TEXT BLOCK -

---*---

Why do this out of the i_lock?

>   	inc_zone_page_state(req->wb_page, NR_UNSTABLE_NFS);
>   	inc_bdi_stat(req->wb_page->mapping->backing_dev_info, BDI_RECLAIMABLE);
>   	__mark_inode_dirty(inode, I_DIRTY_DATASYNC);
> @@ -481,10 +482,11 @@ int nfs_write_need_commit(struct nfs_write_data *data)
>   }
>
>   static inline
> -int nfs_reschedule_unstable_write(struct nfs_page *req)
> +int nfs_reschedule_unstable_write(struct nfs_page *req,
> +				  struct nfs_write_data *data)

---*---

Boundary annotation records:
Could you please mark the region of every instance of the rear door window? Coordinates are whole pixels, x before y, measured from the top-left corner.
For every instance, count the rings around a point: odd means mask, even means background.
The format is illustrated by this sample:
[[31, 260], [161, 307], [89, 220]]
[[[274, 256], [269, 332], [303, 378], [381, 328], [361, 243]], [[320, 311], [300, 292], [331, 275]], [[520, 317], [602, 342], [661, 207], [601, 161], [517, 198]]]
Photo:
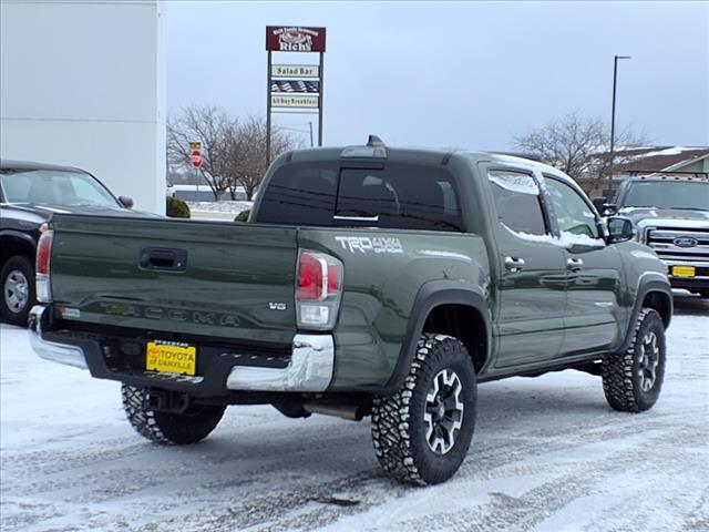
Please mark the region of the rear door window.
[[444, 168], [403, 163], [382, 168], [296, 166], [276, 172], [258, 222], [463, 231], [456, 186]]

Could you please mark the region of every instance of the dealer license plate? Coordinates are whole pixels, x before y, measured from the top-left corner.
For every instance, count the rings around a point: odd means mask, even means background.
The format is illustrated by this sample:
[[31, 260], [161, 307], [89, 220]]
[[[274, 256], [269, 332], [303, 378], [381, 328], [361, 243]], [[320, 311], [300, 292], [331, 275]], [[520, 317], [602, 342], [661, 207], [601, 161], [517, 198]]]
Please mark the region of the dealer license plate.
[[178, 341], [148, 341], [145, 348], [145, 369], [168, 374], [195, 375], [197, 346]]
[[672, 266], [672, 275], [675, 277], [693, 277], [696, 269], [693, 266]]

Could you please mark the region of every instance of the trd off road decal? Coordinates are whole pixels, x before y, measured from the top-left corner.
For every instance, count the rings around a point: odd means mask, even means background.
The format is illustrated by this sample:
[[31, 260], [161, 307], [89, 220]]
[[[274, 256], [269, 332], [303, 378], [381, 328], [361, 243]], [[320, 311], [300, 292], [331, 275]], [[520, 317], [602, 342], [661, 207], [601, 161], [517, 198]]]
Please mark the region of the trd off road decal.
[[399, 238], [388, 236], [336, 236], [335, 239], [342, 244], [342, 249], [350, 253], [403, 253]]

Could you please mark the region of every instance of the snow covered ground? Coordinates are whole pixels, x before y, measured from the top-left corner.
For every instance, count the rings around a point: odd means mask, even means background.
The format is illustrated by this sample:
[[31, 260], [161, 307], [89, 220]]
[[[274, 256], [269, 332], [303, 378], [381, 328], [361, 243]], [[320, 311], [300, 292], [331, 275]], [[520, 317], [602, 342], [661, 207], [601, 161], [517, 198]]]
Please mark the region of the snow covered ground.
[[676, 310], [653, 410], [610, 410], [576, 371], [482, 385], [462, 469], [424, 489], [380, 472], [368, 421], [233, 407], [202, 443], [151, 444], [117, 383], [40, 360], [2, 325], [0, 529], [708, 531], [709, 305]]

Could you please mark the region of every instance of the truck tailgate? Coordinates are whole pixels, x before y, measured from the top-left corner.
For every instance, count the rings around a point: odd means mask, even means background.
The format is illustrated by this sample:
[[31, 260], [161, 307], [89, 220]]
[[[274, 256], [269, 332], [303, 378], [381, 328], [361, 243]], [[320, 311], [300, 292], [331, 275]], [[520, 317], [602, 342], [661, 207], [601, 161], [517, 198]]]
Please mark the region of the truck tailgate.
[[58, 316], [156, 331], [290, 342], [297, 229], [58, 214]]

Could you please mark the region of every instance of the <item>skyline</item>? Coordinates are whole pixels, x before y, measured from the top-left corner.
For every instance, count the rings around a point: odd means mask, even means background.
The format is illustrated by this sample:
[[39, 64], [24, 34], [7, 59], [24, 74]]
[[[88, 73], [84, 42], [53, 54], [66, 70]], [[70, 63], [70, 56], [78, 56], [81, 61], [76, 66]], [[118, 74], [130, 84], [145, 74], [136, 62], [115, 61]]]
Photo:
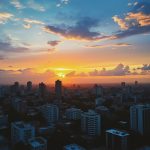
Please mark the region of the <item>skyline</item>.
[[0, 31], [0, 84], [150, 81], [148, 0], [2, 0]]

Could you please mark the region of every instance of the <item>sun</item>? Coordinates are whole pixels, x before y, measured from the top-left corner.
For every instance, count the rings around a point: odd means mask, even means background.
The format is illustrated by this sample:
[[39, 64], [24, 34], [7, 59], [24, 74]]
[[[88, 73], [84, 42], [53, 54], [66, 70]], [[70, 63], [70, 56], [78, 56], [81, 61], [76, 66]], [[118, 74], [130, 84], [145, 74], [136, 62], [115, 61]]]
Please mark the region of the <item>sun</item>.
[[62, 73], [62, 72], [58, 73], [57, 76], [60, 77], [60, 78], [65, 78], [65, 74]]

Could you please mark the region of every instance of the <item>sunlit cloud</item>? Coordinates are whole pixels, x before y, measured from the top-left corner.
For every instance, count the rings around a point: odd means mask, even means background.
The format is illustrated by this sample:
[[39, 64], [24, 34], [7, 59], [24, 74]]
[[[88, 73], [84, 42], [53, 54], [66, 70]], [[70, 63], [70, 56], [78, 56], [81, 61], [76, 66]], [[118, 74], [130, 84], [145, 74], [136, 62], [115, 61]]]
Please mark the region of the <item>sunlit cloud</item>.
[[97, 27], [99, 21], [86, 17], [81, 18], [76, 22], [74, 26], [54, 26], [47, 25], [43, 28], [45, 32], [51, 34], [57, 34], [67, 39], [77, 39], [77, 40], [99, 40], [100, 33], [96, 31], [91, 31], [91, 28]]
[[25, 6], [23, 6], [19, 0], [11, 0], [10, 4], [12, 4], [17, 9], [25, 8]]
[[128, 29], [128, 26], [123, 19], [119, 18], [118, 16], [114, 16], [112, 18], [114, 22], [116, 22], [120, 26], [121, 29], [124, 29], [124, 30]]
[[7, 20], [11, 19], [14, 15], [8, 12], [0, 12], [0, 24], [4, 24]]
[[32, 8], [33, 10], [37, 10], [41, 12], [45, 11], [45, 8], [41, 4], [35, 2], [35, 0], [28, 1], [28, 8]]
[[116, 43], [116, 44], [105, 44], [105, 45], [86, 45], [87, 48], [114, 48], [114, 47], [129, 47], [132, 46], [132, 44], [128, 43]]

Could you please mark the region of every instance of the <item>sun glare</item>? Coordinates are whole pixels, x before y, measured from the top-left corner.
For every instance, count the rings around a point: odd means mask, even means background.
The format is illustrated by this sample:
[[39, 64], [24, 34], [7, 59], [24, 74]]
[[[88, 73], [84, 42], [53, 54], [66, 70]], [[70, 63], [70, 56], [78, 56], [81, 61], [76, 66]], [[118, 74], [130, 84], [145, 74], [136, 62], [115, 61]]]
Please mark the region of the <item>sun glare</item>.
[[65, 74], [62, 73], [62, 72], [61, 72], [61, 73], [58, 73], [57, 76], [60, 77], [60, 78], [65, 78]]

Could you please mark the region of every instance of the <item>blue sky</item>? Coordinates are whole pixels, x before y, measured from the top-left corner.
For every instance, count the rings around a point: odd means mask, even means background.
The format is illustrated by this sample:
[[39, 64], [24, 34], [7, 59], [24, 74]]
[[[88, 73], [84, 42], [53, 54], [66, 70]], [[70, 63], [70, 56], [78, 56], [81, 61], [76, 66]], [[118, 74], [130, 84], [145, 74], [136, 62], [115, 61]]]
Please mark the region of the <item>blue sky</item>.
[[2, 70], [133, 69], [150, 63], [149, 43], [149, 0], [0, 1]]

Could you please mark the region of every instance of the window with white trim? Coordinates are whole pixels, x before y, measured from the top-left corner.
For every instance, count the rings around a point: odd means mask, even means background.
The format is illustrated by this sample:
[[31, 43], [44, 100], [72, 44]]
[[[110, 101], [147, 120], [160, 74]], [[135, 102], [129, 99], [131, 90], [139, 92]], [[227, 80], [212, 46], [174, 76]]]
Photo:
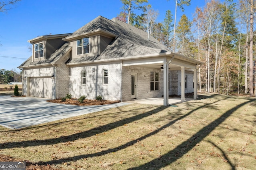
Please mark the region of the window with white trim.
[[44, 43], [37, 43], [34, 45], [35, 59], [44, 57]]
[[159, 73], [156, 72], [150, 72], [150, 90], [159, 90]]
[[187, 89], [188, 88], [188, 76], [185, 76], [185, 88]]
[[86, 72], [85, 71], [82, 71], [82, 84], [85, 84], [86, 83]]
[[90, 53], [90, 42], [88, 37], [76, 40], [76, 55]]
[[108, 69], [103, 70], [103, 84], [108, 84]]

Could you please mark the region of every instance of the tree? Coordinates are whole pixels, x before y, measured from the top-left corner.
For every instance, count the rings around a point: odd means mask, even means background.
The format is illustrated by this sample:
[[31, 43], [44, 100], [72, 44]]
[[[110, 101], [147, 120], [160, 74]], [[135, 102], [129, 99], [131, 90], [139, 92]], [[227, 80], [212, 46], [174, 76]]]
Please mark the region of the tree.
[[127, 13], [125, 12], [122, 11], [116, 16], [116, 18], [124, 22], [127, 22]]
[[[202, 11], [202, 9], [196, 7], [196, 12], [194, 14], [194, 18], [193, 19], [193, 21], [196, 23], [196, 27], [197, 29], [197, 43], [198, 43], [198, 60], [200, 61], [200, 39], [201, 37], [200, 31], [202, 28], [202, 20], [203, 19], [203, 14]], [[200, 71], [200, 68], [198, 69], [199, 72], [199, 92], [201, 92], [201, 72]]]
[[188, 45], [191, 39], [191, 27], [192, 22], [183, 14], [178, 23], [177, 26], [177, 34], [178, 40], [181, 44], [181, 54], [184, 55], [184, 47]]
[[163, 44], [168, 48], [170, 48], [170, 35], [173, 30], [173, 24], [172, 24], [172, 14], [171, 11], [168, 10], [166, 12], [165, 18], [164, 20], [163, 24], [163, 33], [166, 37]]
[[153, 9], [148, 8], [146, 22], [148, 34], [148, 40], [149, 40], [149, 35], [152, 31], [153, 25], [159, 15], [159, 12], [158, 10], [155, 11]]
[[8, 1], [0, 0], [0, 12], [5, 12], [12, 9], [11, 7], [14, 4], [20, 0], [11, 0]]
[[[167, 0], [167, 1], [170, 0]], [[173, 52], [175, 52], [175, 29], [176, 25], [176, 17], [177, 16], [177, 7], [178, 7], [182, 12], [184, 12], [184, 5], [189, 6], [190, 5], [190, 0], [174, 0], [175, 1], [175, 15], [174, 16], [174, 25], [173, 31]]]
[[145, 11], [146, 7], [141, 6], [141, 5], [144, 3], [148, 2], [148, 0], [121, 0], [121, 1], [124, 4], [123, 7], [124, 10], [125, 11], [127, 11], [128, 13], [127, 23], [129, 24], [130, 23], [131, 14], [132, 13], [133, 10], [136, 9]]

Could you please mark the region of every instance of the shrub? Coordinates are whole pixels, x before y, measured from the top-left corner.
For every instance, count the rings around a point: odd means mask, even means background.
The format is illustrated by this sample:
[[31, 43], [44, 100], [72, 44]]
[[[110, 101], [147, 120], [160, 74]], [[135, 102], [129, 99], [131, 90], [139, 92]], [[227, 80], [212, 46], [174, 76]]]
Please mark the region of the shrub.
[[66, 98], [70, 99], [71, 98], [71, 95], [70, 94], [67, 94], [66, 95]]
[[20, 94], [19, 93], [19, 88], [17, 84], [15, 85], [15, 87], [14, 88], [14, 95], [20, 96]]
[[96, 100], [98, 101], [102, 101], [102, 96], [100, 95], [96, 96]]
[[86, 98], [86, 96], [84, 96], [84, 95], [80, 97], [77, 100], [79, 102], [79, 103], [83, 103], [84, 102], [84, 100]]

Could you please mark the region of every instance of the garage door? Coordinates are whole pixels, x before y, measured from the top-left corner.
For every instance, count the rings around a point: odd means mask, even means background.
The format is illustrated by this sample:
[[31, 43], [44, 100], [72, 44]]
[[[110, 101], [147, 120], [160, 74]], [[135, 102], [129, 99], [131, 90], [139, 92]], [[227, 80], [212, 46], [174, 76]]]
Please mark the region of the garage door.
[[30, 78], [30, 96], [52, 98], [52, 79], [50, 78]]

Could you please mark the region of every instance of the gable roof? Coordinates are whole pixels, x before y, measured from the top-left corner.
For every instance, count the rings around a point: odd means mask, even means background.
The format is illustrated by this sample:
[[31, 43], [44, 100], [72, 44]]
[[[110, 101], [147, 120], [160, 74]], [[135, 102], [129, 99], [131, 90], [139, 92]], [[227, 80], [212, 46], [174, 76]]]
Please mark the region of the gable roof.
[[20, 64], [18, 68], [55, 64], [63, 55], [70, 51], [71, 49], [71, 47], [68, 47], [68, 43], [66, 42], [53, 53], [48, 59], [44, 60], [32, 62], [32, 56], [31, 56]]
[[[169, 49], [152, 36], [150, 35], [149, 40], [148, 39], [148, 35], [146, 32], [116, 18], [110, 20], [101, 16], [97, 17], [74, 33], [68, 34], [62, 39], [66, 41], [73, 41], [78, 37], [93, 35], [98, 32], [103, 33], [113, 38], [113, 41], [101, 54], [98, 56], [73, 59], [67, 61], [67, 64], [72, 64], [72, 63], [98, 60], [109, 60], [118, 58], [122, 59], [122, 57], [163, 53], [170, 51]], [[37, 40], [39, 38], [36, 38], [36, 40]], [[34, 41], [34, 39], [32, 40]], [[70, 51], [71, 48], [71, 47], [68, 46], [68, 43], [66, 43], [48, 59], [32, 62], [32, 57], [31, 57], [18, 67], [54, 63], [64, 54]]]

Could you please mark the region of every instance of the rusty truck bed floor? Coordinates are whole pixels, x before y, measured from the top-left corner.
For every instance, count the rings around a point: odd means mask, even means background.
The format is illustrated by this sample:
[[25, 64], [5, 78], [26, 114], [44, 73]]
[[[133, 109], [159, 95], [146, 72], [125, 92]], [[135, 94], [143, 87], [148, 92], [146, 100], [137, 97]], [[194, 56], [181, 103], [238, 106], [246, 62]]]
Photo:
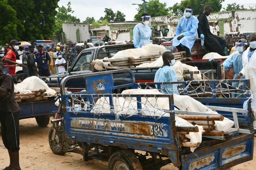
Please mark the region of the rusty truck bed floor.
[[[20, 121], [20, 160], [22, 169], [107, 170], [108, 163], [105, 162], [98, 160], [84, 162], [82, 155], [74, 153], [66, 153], [64, 156], [54, 154], [51, 150], [48, 143], [48, 131], [50, 126], [49, 124], [46, 127], [38, 127], [34, 118]], [[255, 143], [254, 147], [256, 146]], [[0, 139], [0, 169], [2, 169], [8, 165], [9, 160], [7, 150], [1, 139]], [[234, 167], [233, 170], [255, 169], [256, 156], [256, 149], [254, 149], [254, 160]], [[162, 167], [161, 170], [178, 170], [178, 168], [170, 164]]]

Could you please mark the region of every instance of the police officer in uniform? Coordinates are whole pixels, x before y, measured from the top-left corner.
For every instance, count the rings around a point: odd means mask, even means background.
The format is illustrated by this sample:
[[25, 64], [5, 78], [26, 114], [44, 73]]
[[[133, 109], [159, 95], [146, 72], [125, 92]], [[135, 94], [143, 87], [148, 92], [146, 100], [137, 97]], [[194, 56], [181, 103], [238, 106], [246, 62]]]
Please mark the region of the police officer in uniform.
[[[28, 71], [29, 76], [38, 76], [37, 74], [38, 70], [36, 68], [35, 59], [33, 55], [34, 49], [33, 46], [31, 45], [28, 47], [28, 51], [22, 56], [22, 64], [25, 65], [27, 68], [22, 68], [23, 73], [26, 73]], [[22, 79], [24, 80], [26, 78], [27, 75], [24, 75]]]
[[48, 53], [43, 51], [43, 46], [39, 45], [37, 46], [38, 52], [36, 55], [36, 62], [37, 62], [36, 66], [38, 68], [39, 76], [48, 76], [51, 74], [49, 70], [49, 63], [50, 63], [51, 57]]

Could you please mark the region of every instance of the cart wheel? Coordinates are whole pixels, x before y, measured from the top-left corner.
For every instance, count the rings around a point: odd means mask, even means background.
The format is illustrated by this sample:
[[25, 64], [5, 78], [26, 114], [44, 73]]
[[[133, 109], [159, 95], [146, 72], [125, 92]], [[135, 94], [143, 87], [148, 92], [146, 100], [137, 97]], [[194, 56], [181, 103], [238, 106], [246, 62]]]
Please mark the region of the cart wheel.
[[50, 116], [49, 115], [43, 115], [42, 116], [36, 116], [36, 120], [38, 126], [41, 127], [47, 126], [50, 121]]
[[54, 129], [53, 126], [52, 126], [49, 130], [48, 141], [50, 147], [54, 154], [59, 155], [64, 155], [65, 154], [65, 152], [63, 151], [64, 144], [62, 139], [61, 139], [60, 133], [56, 131], [54, 139], [53, 140], [52, 139]]
[[140, 161], [134, 153], [121, 150], [113, 153], [109, 158], [108, 170], [142, 170]]

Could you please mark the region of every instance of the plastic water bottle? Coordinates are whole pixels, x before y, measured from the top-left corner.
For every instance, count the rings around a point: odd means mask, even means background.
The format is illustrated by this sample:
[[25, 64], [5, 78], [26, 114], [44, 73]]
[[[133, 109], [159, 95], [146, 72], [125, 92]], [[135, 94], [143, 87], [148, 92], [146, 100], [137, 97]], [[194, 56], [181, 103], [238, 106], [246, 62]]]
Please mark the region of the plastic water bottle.
[[201, 38], [201, 45], [202, 47], [204, 47], [204, 39]]

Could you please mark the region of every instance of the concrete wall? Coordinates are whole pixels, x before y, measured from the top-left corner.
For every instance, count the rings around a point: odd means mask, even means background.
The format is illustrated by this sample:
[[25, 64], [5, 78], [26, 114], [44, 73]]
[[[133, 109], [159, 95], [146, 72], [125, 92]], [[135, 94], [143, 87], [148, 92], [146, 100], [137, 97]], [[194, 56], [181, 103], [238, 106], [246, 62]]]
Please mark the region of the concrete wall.
[[62, 29], [65, 33], [66, 40], [77, 42], [76, 30], [79, 30], [80, 39], [83, 41], [86, 41], [89, 38], [89, 25], [84, 23], [64, 23]]
[[[196, 16], [196, 17], [197, 16]], [[224, 35], [229, 32], [256, 32], [256, 10], [240, 10], [236, 11], [220, 12], [211, 14], [207, 17], [211, 31], [217, 34], [220, 31]], [[170, 31], [168, 37], [174, 37], [179, 18], [170, 16], [152, 18], [151, 23], [162, 21], [163, 25], [167, 25]], [[158, 29], [162, 28], [158, 24]]]

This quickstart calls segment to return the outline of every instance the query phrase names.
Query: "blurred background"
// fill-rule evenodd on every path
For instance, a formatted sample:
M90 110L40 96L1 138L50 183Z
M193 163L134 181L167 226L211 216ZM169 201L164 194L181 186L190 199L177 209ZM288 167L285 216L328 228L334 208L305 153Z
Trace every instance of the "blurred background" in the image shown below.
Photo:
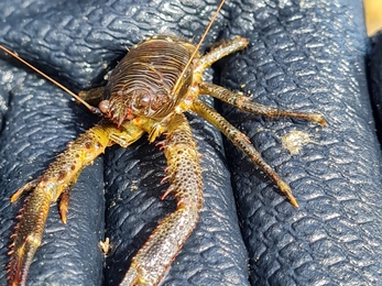
M382 30L382 0L363 0L368 35Z

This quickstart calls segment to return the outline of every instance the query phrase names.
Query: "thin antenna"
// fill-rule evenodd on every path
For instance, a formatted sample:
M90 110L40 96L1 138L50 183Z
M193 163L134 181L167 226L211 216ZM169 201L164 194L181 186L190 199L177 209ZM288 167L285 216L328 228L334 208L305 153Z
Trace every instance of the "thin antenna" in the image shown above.
M193 59L194 59L196 53L199 51L203 41L206 38L206 36L207 36L209 30L211 29L211 25L214 24L215 19L219 15L219 12L220 12L220 10L221 10L221 7L223 6L225 2L226 2L226 0L221 0L221 2L220 2L220 4L219 4L218 9L215 11L215 14L214 14L214 16L211 18L211 20L209 21L209 24L207 25L206 31L204 32L203 36L200 37L199 43L196 45L196 48L195 48L194 53L193 53L192 56L189 57L187 64L185 65L184 69L182 70L179 77L177 78L177 80L176 80L176 82L175 82L175 85L174 85L174 87L173 87L172 92L174 92L174 91L176 90L177 86L181 84L181 80L182 80L184 74L186 73L186 69L187 69L187 68L189 67L189 65L193 63Z
M77 96L75 92L73 92L72 90L67 89L66 87L64 87L62 84L57 82L56 80L54 80L52 77L50 77L48 75L44 74L43 72L41 72L40 69L37 69L36 67L34 67L33 65L31 65L30 63L28 63L25 59L21 58L17 53L13 53L11 51L9 51L7 47L0 45L0 50L4 51L7 54L10 54L11 56L13 56L14 58L19 59L21 63L23 63L25 66L30 67L31 69L33 69L34 72L36 72L39 75L41 75L42 77L44 77L45 79L50 80L51 82L53 82L54 85L56 85L57 87L59 87L61 89L63 89L64 91L66 91L67 94L69 94L72 97L74 97L76 100L78 100L80 103L83 103L87 109L89 109L92 113L95 114L101 114L101 112L99 111L98 108L95 108L92 106L90 106L89 103L87 103L84 99L81 99L79 96Z

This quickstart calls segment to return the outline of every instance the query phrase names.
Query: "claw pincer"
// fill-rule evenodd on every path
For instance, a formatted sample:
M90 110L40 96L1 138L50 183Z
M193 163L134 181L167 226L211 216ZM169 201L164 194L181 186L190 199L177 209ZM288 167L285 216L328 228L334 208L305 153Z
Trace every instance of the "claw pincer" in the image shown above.
M51 204L55 202L63 193L69 191L80 170L103 153L110 144L107 132L100 129L101 125L90 129L68 144L65 153L58 156L40 178L26 184L12 196L11 201L14 201L22 193L32 190L30 197L25 199L19 216L20 221L11 237L13 243L10 245L11 258L8 265L10 285L25 285L28 271L42 241ZM107 124L102 127L108 130ZM67 204L67 200L61 204ZM66 212L61 211L61 216L65 222Z

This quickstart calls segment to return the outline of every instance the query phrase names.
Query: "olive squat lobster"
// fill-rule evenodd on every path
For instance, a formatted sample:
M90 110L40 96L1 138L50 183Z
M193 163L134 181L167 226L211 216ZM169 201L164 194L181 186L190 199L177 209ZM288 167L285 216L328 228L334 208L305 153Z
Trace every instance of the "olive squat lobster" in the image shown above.
M80 92L83 100L99 102L98 109L94 110L102 113L103 118L69 143L42 176L11 197L14 201L23 193L32 190L12 234L8 267L10 285L25 285L29 267L42 242L51 204L61 198L59 212L66 222L69 191L81 169L106 147L113 144L128 147L144 133L149 134L150 142L165 134L162 148L167 160L170 187L163 197L173 195L177 205L132 258L121 285L156 285L193 232L203 205L199 154L184 112L194 112L220 130L271 177L293 206L298 207L288 185L261 158L250 140L199 99L200 95L209 95L254 114L326 124L320 114L262 106L240 92L204 81L206 68L247 45L247 38L238 36L201 55L199 46L188 41L155 35L129 51L112 70L106 87Z

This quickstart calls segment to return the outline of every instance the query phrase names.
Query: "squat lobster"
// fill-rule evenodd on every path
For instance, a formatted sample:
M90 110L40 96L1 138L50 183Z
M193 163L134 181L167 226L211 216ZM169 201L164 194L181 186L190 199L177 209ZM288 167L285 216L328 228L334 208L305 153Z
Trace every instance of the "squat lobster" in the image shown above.
M258 164L279 186L292 205L298 207L291 188L261 158L249 139L232 127L199 95L210 95L243 111L268 117L292 117L325 125L320 114L281 111L251 102L240 94L203 80L203 73L226 55L243 50L248 41L236 37L201 56L199 46L176 36L156 35L133 46L111 73L106 87L83 91L83 100L99 101L95 112L100 122L68 144L68 148L37 179L28 183L11 198L17 200L33 189L26 201L10 251L9 282L24 285L33 255L41 244L50 205L61 198L59 210L66 221L68 193L80 170L118 144L127 147L144 133L163 143L167 178L177 201L176 210L162 220L131 262L122 285L156 285L198 221L203 205L199 155L188 122L183 114L195 112L219 129Z

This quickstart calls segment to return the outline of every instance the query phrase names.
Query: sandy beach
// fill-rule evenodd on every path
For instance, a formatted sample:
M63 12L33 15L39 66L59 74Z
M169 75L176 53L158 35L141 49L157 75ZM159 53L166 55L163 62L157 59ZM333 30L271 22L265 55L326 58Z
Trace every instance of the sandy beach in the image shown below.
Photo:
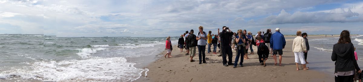
M337 36L327 36L336 37ZM274 66L274 60L270 55L266 61L267 66L264 67L258 63L257 47L253 46L255 54L249 54L250 59L245 59L244 66L237 66L233 68L233 65L225 66L222 63L222 57L218 54L207 53L207 64L198 64L197 49L193 59L195 62L190 62L188 56L185 55L185 50L180 52L174 48L172 52L172 57L164 58L166 52L160 53L156 57L159 59L146 66L150 71L146 77L142 76L135 82L332 82L334 77L326 73L314 70L309 66L308 70L303 70L299 65L300 70L296 70L294 57L291 49L292 40L296 36L285 36L286 44L283 49L282 66ZM310 36L309 39L324 38L323 36ZM206 46L208 47L208 46ZM213 46L211 47L212 48ZM176 48L174 46L173 48ZM219 49L217 48L217 50ZM212 50L212 51L213 50ZM233 52L233 62L236 57ZM206 49L206 52L207 52ZM217 53L219 52L217 52ZM250 53L249 50L248 53ZM228 58L227 58L228 59ZM277 62L278 64L278 55ZM310 61L310 63L314 61Z

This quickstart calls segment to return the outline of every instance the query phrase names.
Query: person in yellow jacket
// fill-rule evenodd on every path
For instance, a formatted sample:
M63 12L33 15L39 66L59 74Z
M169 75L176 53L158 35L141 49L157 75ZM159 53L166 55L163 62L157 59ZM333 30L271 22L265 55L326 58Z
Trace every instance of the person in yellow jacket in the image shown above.
M211 52L212 52L211 51L211 45L212 45L212 35L211 34L212 33L212 31L210 30L208 32L208 35L207 35L208 39L207 39L207 43L208 43L208 53L209 53Z

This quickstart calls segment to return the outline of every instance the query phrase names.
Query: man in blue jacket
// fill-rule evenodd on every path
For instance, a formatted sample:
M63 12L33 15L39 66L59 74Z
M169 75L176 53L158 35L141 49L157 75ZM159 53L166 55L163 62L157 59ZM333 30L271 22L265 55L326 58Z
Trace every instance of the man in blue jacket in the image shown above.
M273 59L275 60L275 64L276 65L277 63L277 60L276 55L279 55L279 60L280 63L280 65L281 65L281 61L282 59L282 49L285 48L285 45L286 45L286 41L285 40L285 38L284 37L284 35L280 33L280 29L276 28L276 33L274 33L271 35L271 38L270 40L270 47L273 50Z

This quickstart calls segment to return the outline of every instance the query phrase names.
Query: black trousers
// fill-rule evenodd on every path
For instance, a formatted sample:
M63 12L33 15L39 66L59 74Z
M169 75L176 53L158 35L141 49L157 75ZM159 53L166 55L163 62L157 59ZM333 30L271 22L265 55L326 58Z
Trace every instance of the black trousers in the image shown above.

---*---

YOUR TASKS -
• a. Reproduce the section of the patch excerpt that begins with the words containing "Why do this" and ends with "nfs_reschedule_unstable_write(struct nfs_page *req)".
• b. Turn the rows, from the very first line through the line containing "253], [403, 253]]" (both included), into a JSON list of strings with one string per line and blank lines omitted. Leave the pictures out of the answer.

TASK ANSWERS -
• a.
Why do this out of the i_lock?

>   	inc_zone_page_state(req->wb_page, NR_UNSTABLE_NFS);
>   	inc_bdi_stat(req->wb_page->mapping->backing_dev_info, BDI_RECLAIMABLE);
>   	__mark_inode_dirty(inode, I_DIRTY_DATASYNC);
> @@ -481,10 +482,11 @@ int nfs_write_need_commit(struct nfs_write_data *data)
>   }
>
>   static inline
> -int nfs_reschedule_unstable_write(struct nfs_page *req)

• b.
[
  "Could you please mark the region of every instance of the rear door window? Coordinates are whole pixels, x before y, measured from the top-left corner.",
  "For every instance, count the rings around a point: odd means mask, even means background.",
  "The format is illustrated by this sample:",
  "[[31, 260], [161, 307], [89, 220]]",
  "[[[274, 256], [269, 332], [303, 378], [381, 328], [361, 243]], [[320, 311], [300, 292], [331, 275]], [[520, 317], [602, 342], [661, 207], [601, 161], [517, 198]]]",
  "Photo:",
  "Please mark the region of the rear door window.",
  "[[444, 168], [403, 163], [382, 168], [296, 166], [276, 172], [258, 222], [463, 231], [456, 186]]",
  "Could you please mark the region of every instance of the dealer license plate? Coordinates are whole pixels, x before y, measured from the top-left corner.",
  "For every instance, count the rings around a point: odd means mask, even means background.",
  "The format is illustrated by this sample:",
  "[[31, 260], [161, 307], [89, 220]]",
  "[[[274, 256], [269, 332], [303, 378], [381, 328], [361, 243]], [[320, 311], [300, 292], [331, 275]], [[520, 317], [602, 342], [661, 207], [601, 161], [517, 198]]]",
  "Please mark the region of the dealer license plate.",
  "[[178, 341], [148, 341], [145, 348], [145, 369], [168, 374], [195, 375], [197, 346]]",
  "[[672, 266], [672, 275], [675, 277], [693, 277], [696, 269], [693, 266]]",
  "Could you please mark the region of every instance of the trd off road decal? Coordinates are whole pixels, x before y, measured from the top-left corner.",
  "For every instance, count the rings around a point: odd means mask, even means background.",
  "The format is illustrated by this sample:",
  "[[31, 260], [161, 307], [89, 220]]",
  "[[[274, 256], [269, 332], [303, 378], [381, 328], [361, 243]], [[320, 311], [300, 292], [331, 275]], [[520, 317], [602, 342], [661, 207], [601, 161], [517, 198]]]",
  "Please mark the region of the trd off road decal.",
  "[[399, 238], [388, 236], [336, 236], [335, 239], [342, 244], [342, 249], [350, 253], [403, 253]]"
]